Description of the task — Your output must reproduce all the records below precisely and contain no pictures.

(Saved entries)
-=-=-=-=-

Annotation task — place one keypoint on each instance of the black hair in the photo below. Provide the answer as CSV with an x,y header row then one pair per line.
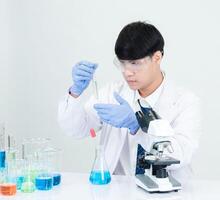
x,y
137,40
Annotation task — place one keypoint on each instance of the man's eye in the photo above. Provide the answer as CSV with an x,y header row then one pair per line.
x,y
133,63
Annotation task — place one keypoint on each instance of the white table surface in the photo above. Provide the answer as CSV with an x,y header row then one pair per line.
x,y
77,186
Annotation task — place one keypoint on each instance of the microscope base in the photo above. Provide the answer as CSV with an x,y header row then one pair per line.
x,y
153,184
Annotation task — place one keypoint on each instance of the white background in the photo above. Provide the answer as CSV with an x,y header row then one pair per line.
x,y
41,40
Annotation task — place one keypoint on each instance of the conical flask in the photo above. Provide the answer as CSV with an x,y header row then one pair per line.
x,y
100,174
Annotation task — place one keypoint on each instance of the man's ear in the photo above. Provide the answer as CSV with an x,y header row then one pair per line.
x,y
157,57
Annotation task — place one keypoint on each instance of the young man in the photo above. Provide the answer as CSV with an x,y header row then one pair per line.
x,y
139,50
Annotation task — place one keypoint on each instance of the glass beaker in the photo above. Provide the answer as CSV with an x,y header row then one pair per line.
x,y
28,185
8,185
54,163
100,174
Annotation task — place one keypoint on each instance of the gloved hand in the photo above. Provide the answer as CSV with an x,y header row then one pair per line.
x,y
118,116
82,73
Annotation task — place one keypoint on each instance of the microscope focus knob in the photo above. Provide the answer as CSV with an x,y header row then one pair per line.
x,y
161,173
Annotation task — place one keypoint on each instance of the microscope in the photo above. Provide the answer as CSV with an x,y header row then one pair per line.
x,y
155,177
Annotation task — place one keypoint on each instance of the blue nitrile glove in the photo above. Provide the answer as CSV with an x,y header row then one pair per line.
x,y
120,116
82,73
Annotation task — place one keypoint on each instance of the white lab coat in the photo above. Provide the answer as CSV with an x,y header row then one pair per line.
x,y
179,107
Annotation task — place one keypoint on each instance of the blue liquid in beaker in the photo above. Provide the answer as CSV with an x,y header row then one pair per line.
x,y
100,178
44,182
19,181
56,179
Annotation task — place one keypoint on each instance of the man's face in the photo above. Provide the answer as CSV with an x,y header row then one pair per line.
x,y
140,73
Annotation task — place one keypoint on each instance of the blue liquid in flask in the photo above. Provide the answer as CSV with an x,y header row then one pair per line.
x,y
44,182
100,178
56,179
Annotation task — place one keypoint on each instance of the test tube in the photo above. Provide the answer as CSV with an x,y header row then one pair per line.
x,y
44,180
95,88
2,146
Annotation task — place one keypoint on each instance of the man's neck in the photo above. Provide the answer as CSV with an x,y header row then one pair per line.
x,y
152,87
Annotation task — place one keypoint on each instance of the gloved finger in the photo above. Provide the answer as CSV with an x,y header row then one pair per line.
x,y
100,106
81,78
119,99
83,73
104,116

-=-=-=-=-

Result of the exercise —
Annotation task — place one keypoint on each instance of the black hair in the photo below. Provide the answer as CSV with an x,y header row then one pair per line.
x,y
137,40
Annotation task — place one keypoint on each instance of the man's eye in the photo above. Provide the answer as CSV with an x,y header row then one pair per line.
x,y
133,63
Annotation task — place one keypoint on each instance of the white table surface in the photo above. Provide the answer as CSV with an x,y header row then one pair per line.
x,y
77,186
Annotation task — place one keypoint on each instance of the microscope base in the photo above. Provide the answer as CSV with an x,y header row then one pair per line.
x,y
153,184
Annotation task — place one keypoint on each instance of the white background in the photo above. Provide the answer as CSV with an x,y header row then one pair per line.
x,y
41,40
Annotation task — place one keypoint on each instance of the conical flask in the photo above. Provide the answer as CSV with an x,y header row then one pair per line.
x,y
100,174
Annotation task — place one keypoint on each instance of the man's ear in the photo above. Provide the answer as CSV with an x,y header row then one pair per line.
x,y
157,57
Annotation task — place one keypoint on each instance of the young man in the photo above. Provide the answer as CSV with an x,y header row then one pair per line.
x,y
139,50
Annotation task — place one keypoint on each instance of the glass beaker in the photo above. Provide the answer as CSV with an x,y header row then one pair per line.
x,y
28,185
8,185
54,163
100,174
Annotation task — place one keypoint on each instance of the gloved hand in the photo above. Provide the answer as CSV with an x,y header row then one pair per line.
x,y
118,116
82,73
Annotation task — place one keypoint on each instance of the microscope focus knob in the photo above. Provide the answer as CSV with an x,y header row then one pair per line.
x,y
161,173
Annotation task — place one keypoint on each instance of the microscope in the photo above. Provide the answer as CSV with an x,y header row then one pair per line.
x,y
155,177
Annotation task — place one keypoint on each instance of the blue nitrile glove in the photo above. Provide the answer as CSV with an x,y header row then one pair per line.
x,y
120,116
82,73
Annotation task — place one keypoint on each instance of the white lab coat in the photo above. Provide the answer as CSV with an x,y header row then one pair per line.
x,y
179,107
Annotation task — place one keypoint on each instance of the blue liquid in beaker in the photo above. Provide the answer as CSV with an x,y header row then one pair per line.
x,y
100,178
44,182
19,181
56,179
Annotation task — place one keypoint on each instance of the man's face in the photo above. Provide the answer as CSV with an x,y header row then one pair per line.
x,y
140,73
Annotation task — place one keypoint on each instance of the blue liquid in flask in the photo above. Provide the answer as CSV with an x,y header row then one pair per line.
x,y
44,182
100,178
56,179
Annotation task — place one keypoint on each instance of the test tube in the photo above. Provide the answer as CSV with an x,y header row then one pair per line.
x,y
44,180
95,88
2,146
Annotation task — place one keypoint on each instance of the man's neck in the photo above. Provide the answer as CSV with an x,y header row then one pair per line.
x,y
152,87
Annotation task — place one keypoint on each instance of the gloved finger in the photo above. Provide the answer as CSV with an x,y header row then one pair per line.
x,y
100,106
81,78
119,99
83,73
104,116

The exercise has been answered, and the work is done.